**What the exercise asks**
Give the lines of the records as a Markdown table with the columns Row and Line, starting with the line containing "Box every rough concrete surface you see." and continuing through the last line of the records. Number each row and omit any blank lines.

Extracted data entries:

◇ ◇ ◇ ◇ ◇

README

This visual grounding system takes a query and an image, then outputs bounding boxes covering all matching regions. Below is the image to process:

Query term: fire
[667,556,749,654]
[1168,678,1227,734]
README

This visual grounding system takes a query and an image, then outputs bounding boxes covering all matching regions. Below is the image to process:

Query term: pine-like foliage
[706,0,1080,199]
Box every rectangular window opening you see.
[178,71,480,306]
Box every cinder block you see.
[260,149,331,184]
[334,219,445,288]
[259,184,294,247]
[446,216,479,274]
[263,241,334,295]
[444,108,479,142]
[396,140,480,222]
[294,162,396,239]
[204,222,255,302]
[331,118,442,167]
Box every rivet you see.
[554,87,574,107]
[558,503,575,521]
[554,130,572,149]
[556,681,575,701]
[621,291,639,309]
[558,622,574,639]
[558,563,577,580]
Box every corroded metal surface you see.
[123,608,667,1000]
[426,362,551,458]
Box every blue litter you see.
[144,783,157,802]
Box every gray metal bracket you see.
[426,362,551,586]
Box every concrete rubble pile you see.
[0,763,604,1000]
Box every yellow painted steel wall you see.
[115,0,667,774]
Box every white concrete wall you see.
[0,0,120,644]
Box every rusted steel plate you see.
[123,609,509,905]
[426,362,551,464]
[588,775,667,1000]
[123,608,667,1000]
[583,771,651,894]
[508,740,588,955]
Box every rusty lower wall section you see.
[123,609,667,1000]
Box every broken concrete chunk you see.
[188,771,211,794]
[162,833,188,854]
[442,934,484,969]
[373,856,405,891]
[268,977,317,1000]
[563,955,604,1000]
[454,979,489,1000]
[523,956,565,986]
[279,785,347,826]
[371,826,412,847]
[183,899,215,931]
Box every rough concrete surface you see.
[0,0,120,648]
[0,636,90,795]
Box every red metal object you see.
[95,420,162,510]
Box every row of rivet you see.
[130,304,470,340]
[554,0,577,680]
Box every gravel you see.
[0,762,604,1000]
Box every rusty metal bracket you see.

◇ ◇ ◇ ◇ ◇

**Problem solution**
| Row | Line |
|---|---|
| 1 | Box every rough concrete surface you see. |
| 2 | [0,0,120,648] |
| 3 | [0,636,90,795] |
| 4 | Box every red metal object you see. |
| 5 | [95,420,162,510] |
| 6 | Box every row of rivet you see. |
| 7 | [130,304,470,340] |
| 8 | [554,0,577,680] |
| 9 | Box every gravel you see. |
| 10 | [0,762,604,1000] |
| 11 | Box every rusty metal bracket you see. |